DATA TO EXAMINE:

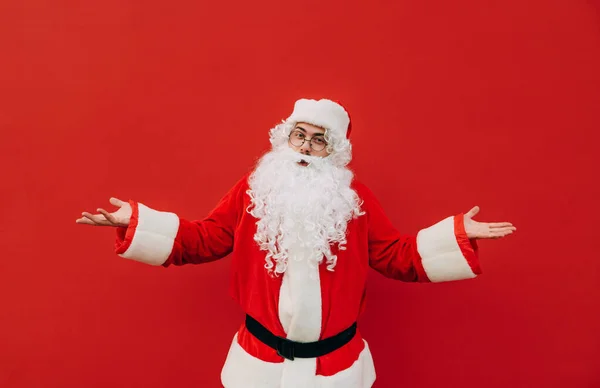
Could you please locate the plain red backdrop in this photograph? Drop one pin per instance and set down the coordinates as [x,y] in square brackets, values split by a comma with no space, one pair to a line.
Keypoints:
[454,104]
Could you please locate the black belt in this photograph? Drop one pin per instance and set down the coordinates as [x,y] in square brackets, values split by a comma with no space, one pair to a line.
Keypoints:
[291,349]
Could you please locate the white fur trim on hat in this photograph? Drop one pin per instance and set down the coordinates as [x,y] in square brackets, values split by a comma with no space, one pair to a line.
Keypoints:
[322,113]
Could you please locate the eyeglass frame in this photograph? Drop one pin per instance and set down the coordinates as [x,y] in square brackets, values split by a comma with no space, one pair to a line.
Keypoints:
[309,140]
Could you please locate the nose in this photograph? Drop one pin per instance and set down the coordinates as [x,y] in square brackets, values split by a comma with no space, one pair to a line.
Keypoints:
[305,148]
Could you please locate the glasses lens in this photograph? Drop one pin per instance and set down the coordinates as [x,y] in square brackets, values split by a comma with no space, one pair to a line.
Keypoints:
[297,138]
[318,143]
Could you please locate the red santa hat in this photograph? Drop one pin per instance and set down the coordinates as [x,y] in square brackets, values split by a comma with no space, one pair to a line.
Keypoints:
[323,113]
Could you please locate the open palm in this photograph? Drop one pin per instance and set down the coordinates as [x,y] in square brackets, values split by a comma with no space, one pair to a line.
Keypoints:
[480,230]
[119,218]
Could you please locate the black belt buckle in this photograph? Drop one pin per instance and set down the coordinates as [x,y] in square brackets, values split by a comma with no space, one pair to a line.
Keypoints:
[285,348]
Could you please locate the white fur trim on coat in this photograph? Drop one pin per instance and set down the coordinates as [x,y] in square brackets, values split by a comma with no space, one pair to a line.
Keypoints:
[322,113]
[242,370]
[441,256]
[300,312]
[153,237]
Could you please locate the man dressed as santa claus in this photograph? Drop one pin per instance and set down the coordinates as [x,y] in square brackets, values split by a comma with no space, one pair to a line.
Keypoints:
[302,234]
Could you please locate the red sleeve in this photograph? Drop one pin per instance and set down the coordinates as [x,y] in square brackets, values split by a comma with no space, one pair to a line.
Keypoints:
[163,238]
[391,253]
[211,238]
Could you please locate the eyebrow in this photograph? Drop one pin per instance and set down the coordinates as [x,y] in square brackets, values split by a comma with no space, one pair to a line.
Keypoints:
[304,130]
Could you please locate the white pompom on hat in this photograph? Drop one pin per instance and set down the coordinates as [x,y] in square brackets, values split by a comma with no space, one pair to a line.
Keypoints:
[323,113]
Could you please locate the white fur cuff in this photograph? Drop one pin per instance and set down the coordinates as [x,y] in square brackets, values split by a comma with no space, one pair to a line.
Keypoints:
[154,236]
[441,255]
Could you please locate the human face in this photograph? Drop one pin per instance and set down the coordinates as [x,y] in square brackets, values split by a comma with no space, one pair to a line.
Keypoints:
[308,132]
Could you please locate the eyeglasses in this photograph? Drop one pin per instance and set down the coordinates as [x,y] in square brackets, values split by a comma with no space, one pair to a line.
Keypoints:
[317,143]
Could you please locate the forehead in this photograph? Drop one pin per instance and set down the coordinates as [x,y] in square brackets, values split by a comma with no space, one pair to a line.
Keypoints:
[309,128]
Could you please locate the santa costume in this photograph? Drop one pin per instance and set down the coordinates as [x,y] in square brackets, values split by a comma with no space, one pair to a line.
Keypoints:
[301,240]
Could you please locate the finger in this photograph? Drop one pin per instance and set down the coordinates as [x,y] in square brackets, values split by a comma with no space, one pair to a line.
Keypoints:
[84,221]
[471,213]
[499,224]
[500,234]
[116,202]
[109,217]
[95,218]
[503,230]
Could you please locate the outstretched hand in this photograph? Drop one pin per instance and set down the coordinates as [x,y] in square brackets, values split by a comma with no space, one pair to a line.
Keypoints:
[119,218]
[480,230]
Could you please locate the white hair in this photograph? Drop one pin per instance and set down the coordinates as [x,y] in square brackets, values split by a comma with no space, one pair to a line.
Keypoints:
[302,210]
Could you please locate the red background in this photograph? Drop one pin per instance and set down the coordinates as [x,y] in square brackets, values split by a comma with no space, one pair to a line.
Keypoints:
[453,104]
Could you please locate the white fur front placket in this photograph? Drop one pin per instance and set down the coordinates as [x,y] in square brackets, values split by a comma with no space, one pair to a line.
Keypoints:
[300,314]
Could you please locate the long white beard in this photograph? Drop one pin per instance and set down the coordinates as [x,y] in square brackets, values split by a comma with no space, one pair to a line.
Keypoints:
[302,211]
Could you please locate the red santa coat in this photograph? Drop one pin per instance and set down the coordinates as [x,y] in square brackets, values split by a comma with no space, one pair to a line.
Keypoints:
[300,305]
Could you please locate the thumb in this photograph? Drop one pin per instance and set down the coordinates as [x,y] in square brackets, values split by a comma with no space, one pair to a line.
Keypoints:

WHAT YOU NEED TO DO:
Look over the listing. Pull out every line with the string "coat" in it.

ANSWER FOR THIS EXERCISE:
Could you please locate the white fur trim on coat in this photograph? Drop one pin per instance and set down the coordinates as [x,y] in square brackets, values split by a comma with no space, one pair to a line.
Could you please locate the red santa coat in this photograph? Drop one pin per instance and set down the coordinates as [x,y] in square brackets, values split by a comma with no space, one pair to a line.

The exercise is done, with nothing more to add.